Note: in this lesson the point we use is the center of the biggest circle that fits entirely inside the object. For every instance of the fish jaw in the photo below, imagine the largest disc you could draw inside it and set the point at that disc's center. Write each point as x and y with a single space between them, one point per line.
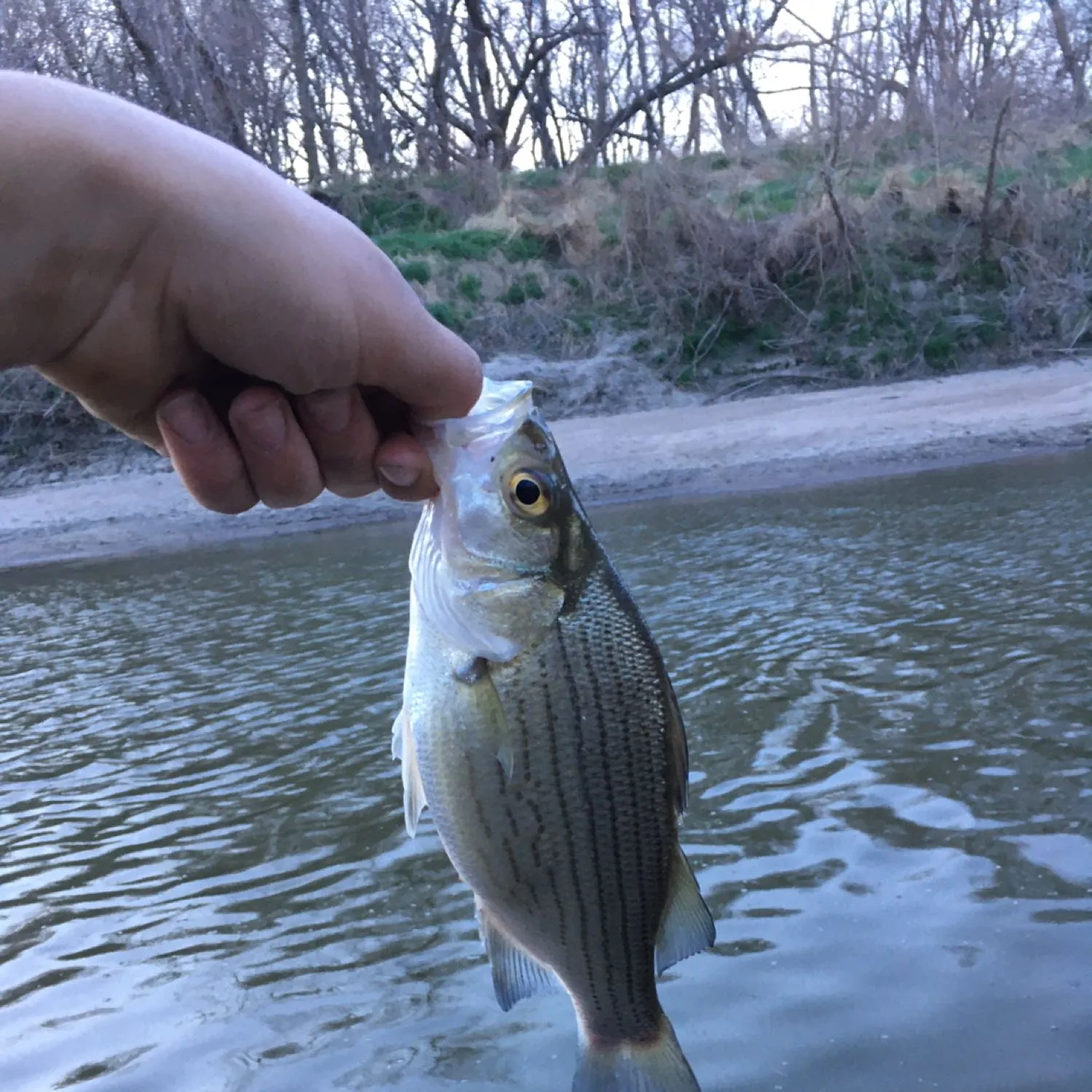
482 578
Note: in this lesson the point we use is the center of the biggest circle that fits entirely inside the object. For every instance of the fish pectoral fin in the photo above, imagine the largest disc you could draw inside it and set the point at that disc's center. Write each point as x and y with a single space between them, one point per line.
515 974
687 925
413 788
489 716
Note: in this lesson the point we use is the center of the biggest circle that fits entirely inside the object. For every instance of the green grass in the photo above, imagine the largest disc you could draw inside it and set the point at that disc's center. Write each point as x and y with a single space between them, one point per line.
522 290
447 314
419 271
470 288
463 245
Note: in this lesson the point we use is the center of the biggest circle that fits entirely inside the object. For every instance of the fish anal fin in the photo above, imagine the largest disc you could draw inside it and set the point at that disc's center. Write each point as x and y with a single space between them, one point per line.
687 926
515 974
413 790
657 1066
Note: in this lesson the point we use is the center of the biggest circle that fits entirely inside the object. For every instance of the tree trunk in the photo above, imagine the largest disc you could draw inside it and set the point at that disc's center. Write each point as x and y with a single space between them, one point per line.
1075 68
301 69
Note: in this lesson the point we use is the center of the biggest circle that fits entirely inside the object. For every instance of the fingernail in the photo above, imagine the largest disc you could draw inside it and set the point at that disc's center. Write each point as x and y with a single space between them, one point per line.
264 423
330 410
188 417
401 476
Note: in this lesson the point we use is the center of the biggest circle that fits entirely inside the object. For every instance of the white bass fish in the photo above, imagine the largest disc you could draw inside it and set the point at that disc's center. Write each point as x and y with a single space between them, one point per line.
541 727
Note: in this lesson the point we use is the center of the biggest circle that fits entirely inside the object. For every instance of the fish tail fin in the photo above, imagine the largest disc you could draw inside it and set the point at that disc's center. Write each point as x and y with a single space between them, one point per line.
629 1066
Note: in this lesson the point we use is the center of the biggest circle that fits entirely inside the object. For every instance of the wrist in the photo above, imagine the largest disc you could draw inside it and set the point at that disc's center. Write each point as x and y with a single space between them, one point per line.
72 212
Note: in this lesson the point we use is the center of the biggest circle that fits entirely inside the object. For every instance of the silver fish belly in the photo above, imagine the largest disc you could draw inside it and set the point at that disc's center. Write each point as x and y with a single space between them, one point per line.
555 779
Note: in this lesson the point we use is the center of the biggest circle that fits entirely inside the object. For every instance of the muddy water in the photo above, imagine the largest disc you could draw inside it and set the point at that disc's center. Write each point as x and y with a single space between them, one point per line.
205 885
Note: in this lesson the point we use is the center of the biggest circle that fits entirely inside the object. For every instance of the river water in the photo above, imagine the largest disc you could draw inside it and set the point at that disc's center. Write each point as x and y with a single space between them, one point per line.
205 884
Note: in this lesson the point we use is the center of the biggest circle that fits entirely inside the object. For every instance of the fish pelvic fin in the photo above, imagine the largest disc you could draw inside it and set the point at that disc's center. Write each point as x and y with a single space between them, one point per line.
413 788
628 1066
687 926
515 973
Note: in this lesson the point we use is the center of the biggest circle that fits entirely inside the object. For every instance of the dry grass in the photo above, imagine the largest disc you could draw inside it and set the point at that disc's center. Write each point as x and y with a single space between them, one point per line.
729 274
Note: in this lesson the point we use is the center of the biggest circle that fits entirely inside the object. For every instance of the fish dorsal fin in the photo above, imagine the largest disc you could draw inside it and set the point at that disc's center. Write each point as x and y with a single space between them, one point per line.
515 974
413 788
678 757
687 925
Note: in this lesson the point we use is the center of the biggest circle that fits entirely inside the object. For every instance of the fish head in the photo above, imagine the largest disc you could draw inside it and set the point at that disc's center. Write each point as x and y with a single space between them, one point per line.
497 552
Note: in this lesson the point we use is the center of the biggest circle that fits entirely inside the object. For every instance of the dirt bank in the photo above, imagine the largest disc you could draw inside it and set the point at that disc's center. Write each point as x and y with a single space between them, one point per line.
760 443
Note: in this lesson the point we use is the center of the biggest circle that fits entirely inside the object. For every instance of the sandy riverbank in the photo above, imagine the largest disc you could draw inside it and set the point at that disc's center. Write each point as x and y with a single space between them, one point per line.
759 443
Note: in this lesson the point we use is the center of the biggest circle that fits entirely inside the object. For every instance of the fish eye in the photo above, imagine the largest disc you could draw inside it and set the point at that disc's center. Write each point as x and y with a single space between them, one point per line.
530 494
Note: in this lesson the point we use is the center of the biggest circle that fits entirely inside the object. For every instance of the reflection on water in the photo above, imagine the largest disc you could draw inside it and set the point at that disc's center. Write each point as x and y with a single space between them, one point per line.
205 884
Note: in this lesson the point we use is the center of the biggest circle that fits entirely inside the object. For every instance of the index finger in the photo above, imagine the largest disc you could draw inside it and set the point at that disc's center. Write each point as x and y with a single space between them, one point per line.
277 285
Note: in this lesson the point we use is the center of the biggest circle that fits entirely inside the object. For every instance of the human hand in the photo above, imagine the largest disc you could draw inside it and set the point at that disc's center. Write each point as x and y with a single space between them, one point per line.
201 304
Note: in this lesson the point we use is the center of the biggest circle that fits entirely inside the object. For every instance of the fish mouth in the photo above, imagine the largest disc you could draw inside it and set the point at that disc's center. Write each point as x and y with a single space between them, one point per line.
500 410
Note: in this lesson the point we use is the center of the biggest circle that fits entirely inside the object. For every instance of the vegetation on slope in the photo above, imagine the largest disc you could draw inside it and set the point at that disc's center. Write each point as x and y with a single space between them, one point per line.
731 274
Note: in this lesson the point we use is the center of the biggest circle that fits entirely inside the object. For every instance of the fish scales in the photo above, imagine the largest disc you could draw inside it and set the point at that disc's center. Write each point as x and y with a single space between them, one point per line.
548 746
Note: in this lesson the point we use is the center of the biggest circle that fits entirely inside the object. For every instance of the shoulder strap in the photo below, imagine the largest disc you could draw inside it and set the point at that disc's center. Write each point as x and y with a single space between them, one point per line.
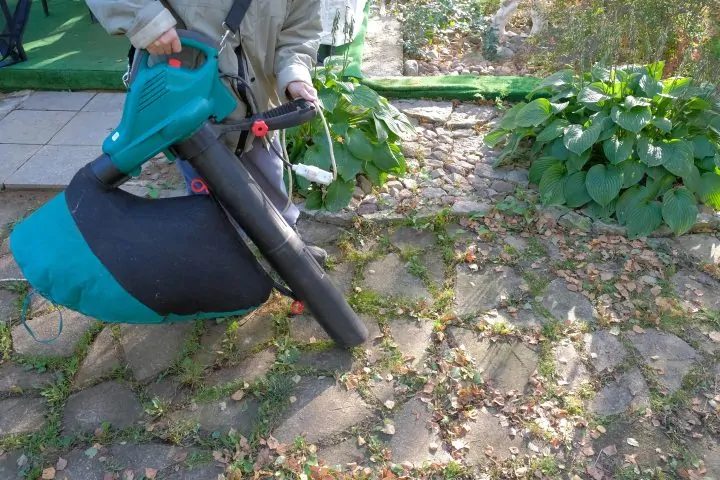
236 15
181 24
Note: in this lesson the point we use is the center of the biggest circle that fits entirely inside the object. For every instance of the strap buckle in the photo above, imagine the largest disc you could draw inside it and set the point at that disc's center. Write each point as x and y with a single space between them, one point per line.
224 37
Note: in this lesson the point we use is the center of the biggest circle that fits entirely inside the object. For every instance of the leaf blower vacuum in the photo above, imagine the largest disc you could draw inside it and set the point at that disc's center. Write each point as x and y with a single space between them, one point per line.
101 251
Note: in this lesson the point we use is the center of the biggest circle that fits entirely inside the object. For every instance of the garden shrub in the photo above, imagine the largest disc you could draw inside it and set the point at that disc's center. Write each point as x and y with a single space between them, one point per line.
426 22
580 33
365 130
620 142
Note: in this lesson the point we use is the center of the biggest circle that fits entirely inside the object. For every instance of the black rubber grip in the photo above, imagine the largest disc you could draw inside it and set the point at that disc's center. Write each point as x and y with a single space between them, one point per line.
288 115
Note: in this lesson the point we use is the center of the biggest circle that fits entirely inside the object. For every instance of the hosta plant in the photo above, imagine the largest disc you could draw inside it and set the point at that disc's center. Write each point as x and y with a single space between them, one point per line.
365 130
619 142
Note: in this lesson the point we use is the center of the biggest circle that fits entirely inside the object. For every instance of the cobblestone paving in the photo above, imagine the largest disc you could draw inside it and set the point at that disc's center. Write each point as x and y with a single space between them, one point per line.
503 345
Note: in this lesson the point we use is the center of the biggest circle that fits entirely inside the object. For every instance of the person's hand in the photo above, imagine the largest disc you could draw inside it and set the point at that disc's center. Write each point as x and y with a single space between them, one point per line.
166 44
302 90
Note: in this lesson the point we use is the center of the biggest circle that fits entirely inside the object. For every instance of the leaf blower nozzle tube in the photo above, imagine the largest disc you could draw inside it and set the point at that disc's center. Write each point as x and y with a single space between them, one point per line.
233 186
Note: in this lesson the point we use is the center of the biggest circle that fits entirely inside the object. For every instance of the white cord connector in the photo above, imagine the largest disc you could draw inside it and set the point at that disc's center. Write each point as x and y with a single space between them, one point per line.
314 174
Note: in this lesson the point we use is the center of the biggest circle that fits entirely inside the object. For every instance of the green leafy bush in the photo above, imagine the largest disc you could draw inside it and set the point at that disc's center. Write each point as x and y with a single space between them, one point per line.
621 143
365 130
430 21
581 33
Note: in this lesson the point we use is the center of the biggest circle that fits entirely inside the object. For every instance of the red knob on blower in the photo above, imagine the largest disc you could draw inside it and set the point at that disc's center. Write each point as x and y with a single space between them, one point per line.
260 128
298 307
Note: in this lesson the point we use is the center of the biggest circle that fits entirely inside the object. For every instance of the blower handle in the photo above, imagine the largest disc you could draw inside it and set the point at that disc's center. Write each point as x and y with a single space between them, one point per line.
288 115
188 38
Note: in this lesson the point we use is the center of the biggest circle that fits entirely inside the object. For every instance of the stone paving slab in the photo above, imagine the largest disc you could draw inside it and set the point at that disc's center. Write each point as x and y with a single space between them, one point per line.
14 379
221 416
46 327
52 167
480 292
63 101
152 349
105 102
13 157
670 356
88 129
32 127
316 401
21 415
8 306
413 421
108 402
388 276
103 357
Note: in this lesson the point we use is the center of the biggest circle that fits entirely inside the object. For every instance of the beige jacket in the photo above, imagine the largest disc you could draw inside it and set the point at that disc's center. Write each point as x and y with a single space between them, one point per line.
280 38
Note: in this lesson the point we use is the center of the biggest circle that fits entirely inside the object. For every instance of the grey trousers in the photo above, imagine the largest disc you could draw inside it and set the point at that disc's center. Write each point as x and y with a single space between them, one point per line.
266 169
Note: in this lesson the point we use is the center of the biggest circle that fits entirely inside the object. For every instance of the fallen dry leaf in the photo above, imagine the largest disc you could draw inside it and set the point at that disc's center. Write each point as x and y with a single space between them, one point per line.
610 450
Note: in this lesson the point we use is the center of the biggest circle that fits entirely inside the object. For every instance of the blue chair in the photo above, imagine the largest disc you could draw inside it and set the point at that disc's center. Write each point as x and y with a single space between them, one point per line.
11 49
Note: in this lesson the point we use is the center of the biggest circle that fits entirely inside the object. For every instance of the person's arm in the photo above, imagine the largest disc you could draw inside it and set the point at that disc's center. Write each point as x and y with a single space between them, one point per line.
143 21
296 50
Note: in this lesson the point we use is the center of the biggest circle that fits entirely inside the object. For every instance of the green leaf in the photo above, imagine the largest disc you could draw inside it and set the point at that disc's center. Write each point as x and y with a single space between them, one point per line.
534 113
493 138
318 154
631 101
366 97
539 166
558 150
643 218
552 185
618 149
359 145
693 181
633 172
650 86
507 122
680 162
703 147
329 98
706 164
384 158
679 210
348 165
604 183
558 107
553 130
578 140
677 153
601 73
662 123
380 130
576 162
593 94
630 196
376 176
314 200
710 189
576 194
338 195
633 120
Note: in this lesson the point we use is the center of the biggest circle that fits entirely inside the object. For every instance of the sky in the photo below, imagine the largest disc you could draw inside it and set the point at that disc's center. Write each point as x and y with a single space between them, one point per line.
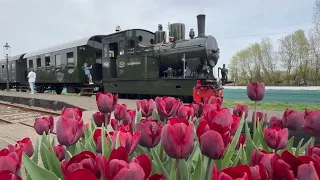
30 25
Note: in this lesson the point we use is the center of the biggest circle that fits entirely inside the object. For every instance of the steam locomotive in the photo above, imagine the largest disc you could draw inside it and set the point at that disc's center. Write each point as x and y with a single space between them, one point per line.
134 63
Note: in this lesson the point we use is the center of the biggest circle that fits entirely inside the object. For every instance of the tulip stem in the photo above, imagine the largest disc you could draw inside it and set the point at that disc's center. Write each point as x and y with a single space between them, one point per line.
178 165
208 169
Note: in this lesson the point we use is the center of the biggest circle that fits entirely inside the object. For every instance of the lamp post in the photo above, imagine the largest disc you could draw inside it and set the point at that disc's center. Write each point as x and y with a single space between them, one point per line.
7 49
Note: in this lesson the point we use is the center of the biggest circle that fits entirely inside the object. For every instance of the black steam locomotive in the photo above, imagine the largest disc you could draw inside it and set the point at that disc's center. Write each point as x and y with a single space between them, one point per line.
132 63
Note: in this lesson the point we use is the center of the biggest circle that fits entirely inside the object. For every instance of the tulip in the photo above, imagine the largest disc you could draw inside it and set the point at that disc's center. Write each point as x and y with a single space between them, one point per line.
167 106
274 121
25 145
128 140
255 91
150 133
186 111
106 102
81 174
213 139
312 123
198 109
235 124
120 111
115 125
100 118
276 138
97 139
238 172
10 161
7 175
83 160
215 100
293 120
130 116
59 151
44 125
240 109
146 107
177 138
69 131
72 113
307 172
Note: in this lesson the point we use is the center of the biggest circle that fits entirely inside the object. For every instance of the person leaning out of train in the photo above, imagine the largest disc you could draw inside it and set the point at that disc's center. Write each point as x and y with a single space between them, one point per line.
87 72
32 80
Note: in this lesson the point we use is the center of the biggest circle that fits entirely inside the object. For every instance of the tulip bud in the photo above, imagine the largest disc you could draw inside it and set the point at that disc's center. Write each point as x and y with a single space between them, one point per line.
44 125
146 107
255 91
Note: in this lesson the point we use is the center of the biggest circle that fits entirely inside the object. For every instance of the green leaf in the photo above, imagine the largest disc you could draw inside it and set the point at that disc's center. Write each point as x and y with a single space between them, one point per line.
297 153
35 155
36 172
231 148
159 163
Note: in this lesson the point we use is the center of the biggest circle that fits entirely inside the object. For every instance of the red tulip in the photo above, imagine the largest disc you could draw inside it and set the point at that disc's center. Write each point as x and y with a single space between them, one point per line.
128 140
307 172
72 113
7 175
239 172
146 106
97 139
44 124
274 121
177 138
157 177
115 125
150 133
60 151
25 145
130 116
255 91
167 106
100 118
240 109
198 109
69 130
106 102
120 111
235 124
258 172
276 138
213 139
312 123
215 100
10 161
81 174
293 120
186 111
83 160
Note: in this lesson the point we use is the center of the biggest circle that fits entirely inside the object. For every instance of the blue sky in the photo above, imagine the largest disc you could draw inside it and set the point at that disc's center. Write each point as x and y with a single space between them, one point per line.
29 25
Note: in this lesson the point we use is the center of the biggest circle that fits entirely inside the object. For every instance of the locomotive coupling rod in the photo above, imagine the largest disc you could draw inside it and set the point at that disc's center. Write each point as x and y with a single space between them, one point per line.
184 65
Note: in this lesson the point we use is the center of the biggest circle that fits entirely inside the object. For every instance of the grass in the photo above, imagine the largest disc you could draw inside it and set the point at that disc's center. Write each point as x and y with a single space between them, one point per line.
275 106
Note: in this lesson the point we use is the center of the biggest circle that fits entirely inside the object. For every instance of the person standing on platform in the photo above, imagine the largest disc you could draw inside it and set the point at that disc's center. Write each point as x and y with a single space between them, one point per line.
32 80
87 72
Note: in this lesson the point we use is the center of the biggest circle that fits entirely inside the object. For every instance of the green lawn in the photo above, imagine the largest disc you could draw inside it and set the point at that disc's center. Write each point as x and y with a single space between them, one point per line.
276 106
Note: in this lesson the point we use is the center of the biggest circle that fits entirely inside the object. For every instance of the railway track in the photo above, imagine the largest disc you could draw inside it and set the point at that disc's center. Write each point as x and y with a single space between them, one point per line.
16 113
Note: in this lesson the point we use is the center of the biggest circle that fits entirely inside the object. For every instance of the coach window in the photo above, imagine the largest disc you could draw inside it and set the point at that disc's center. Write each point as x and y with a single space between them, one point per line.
47 60
70 59
58 60
38 62
31 63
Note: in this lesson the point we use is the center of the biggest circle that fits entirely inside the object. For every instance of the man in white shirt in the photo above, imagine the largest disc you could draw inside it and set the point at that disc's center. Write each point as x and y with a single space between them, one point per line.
32 80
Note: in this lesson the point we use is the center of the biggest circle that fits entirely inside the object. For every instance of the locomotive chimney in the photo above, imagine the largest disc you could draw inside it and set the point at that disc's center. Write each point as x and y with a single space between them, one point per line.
201 18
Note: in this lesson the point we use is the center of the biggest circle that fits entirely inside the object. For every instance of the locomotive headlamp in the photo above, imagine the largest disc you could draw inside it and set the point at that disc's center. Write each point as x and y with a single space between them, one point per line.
6 49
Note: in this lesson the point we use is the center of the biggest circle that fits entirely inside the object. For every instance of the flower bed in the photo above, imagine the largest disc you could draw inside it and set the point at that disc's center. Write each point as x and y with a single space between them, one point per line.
164 139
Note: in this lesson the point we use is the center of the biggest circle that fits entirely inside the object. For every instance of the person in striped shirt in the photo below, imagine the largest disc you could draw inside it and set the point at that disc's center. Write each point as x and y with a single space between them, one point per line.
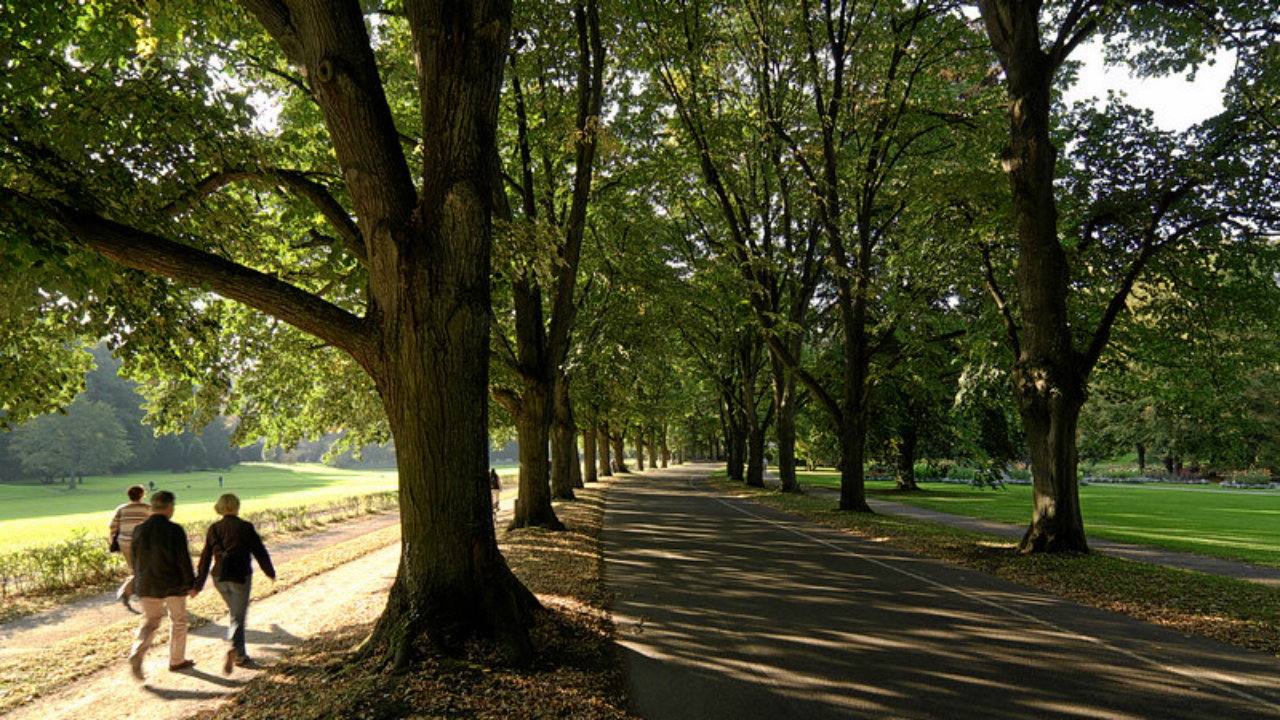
128 516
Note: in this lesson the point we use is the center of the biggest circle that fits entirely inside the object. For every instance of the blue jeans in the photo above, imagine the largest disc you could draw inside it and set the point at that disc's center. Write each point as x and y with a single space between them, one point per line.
236 596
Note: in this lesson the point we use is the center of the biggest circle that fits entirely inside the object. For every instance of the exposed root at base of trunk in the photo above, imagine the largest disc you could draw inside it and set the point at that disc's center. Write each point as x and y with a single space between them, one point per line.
1037 540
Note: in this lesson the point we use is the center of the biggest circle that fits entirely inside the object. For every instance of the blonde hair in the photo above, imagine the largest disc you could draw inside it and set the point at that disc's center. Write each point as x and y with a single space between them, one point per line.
227 505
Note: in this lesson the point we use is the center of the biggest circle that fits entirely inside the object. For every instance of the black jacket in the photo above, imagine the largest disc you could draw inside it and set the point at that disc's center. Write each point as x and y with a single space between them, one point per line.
228 546
161 560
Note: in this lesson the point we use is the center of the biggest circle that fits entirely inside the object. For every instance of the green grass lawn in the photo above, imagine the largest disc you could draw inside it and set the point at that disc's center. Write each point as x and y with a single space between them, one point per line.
1239 525
36 514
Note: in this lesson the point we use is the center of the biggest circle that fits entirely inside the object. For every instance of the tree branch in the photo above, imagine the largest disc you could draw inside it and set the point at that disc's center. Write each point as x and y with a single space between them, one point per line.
142 250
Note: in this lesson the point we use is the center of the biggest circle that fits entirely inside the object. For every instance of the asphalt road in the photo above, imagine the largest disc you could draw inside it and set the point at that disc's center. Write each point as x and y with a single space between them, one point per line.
728 610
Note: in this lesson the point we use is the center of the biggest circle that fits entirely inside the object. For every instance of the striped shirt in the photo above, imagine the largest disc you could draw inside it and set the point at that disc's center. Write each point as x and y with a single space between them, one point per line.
128 516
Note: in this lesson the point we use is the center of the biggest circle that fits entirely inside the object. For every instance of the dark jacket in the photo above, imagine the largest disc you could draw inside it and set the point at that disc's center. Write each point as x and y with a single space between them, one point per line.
228 547
161 560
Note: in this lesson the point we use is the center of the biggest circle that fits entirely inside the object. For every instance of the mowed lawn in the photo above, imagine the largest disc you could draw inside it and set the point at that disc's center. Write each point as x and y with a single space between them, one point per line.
36 514
1207 520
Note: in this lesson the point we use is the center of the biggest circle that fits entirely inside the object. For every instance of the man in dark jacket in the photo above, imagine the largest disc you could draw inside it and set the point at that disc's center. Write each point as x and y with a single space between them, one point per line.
228 547
163 579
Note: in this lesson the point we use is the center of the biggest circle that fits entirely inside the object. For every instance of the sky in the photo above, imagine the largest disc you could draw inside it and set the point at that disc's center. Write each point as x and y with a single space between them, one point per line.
1176 103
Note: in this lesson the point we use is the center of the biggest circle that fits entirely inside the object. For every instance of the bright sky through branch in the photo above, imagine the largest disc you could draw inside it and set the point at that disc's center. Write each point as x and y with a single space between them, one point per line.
1176 103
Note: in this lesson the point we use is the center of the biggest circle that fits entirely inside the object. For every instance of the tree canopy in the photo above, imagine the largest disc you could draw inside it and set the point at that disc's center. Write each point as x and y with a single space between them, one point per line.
844 229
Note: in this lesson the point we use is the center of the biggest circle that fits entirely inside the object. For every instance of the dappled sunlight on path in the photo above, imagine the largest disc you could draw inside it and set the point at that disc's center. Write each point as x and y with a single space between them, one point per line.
730 610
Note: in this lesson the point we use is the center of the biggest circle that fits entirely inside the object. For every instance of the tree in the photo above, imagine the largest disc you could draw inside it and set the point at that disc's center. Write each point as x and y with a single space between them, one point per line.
1179 199
119 141
548 241
87 440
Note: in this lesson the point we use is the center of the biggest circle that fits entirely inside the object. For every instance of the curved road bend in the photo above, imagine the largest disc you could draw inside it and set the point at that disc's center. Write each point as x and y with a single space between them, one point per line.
728 610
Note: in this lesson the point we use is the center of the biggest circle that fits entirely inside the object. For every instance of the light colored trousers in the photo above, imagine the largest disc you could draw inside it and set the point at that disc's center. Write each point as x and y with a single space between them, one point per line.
152 611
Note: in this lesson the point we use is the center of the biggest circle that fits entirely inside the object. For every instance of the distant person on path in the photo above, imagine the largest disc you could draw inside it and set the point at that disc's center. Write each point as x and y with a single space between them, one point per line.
127 518
228 547
163 579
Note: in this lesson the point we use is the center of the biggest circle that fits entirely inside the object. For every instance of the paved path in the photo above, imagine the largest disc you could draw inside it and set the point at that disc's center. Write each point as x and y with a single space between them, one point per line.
275 624
728 610
41 630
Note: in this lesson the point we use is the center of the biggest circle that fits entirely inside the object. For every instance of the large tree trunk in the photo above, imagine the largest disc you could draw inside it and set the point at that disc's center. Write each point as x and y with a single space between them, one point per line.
===
● Aim of the task: Make an exact copy of every line from the one with "of the paved" to the end of the data, with the first and last of those lines included.

● Written solution:
Note: in this lesson the point we use is the center of the biggest circle that fits entirely inside the object. For every instance of the paved path in the photo above, imagine the largest disc you could draw inside it and set the point at that disc's center. Write each point as x and y with a single space between them, one point per line.
275 624
728 610
41 630
Note: in this lesson the point we use is the center of the biggest circle that fits entirely inside the object. For every instance of the large tree trunk in the photo above, imagine the largest disc you could draw inside it and set the point at that disc's center. Write each point as x and y with a single space between them, one point per line.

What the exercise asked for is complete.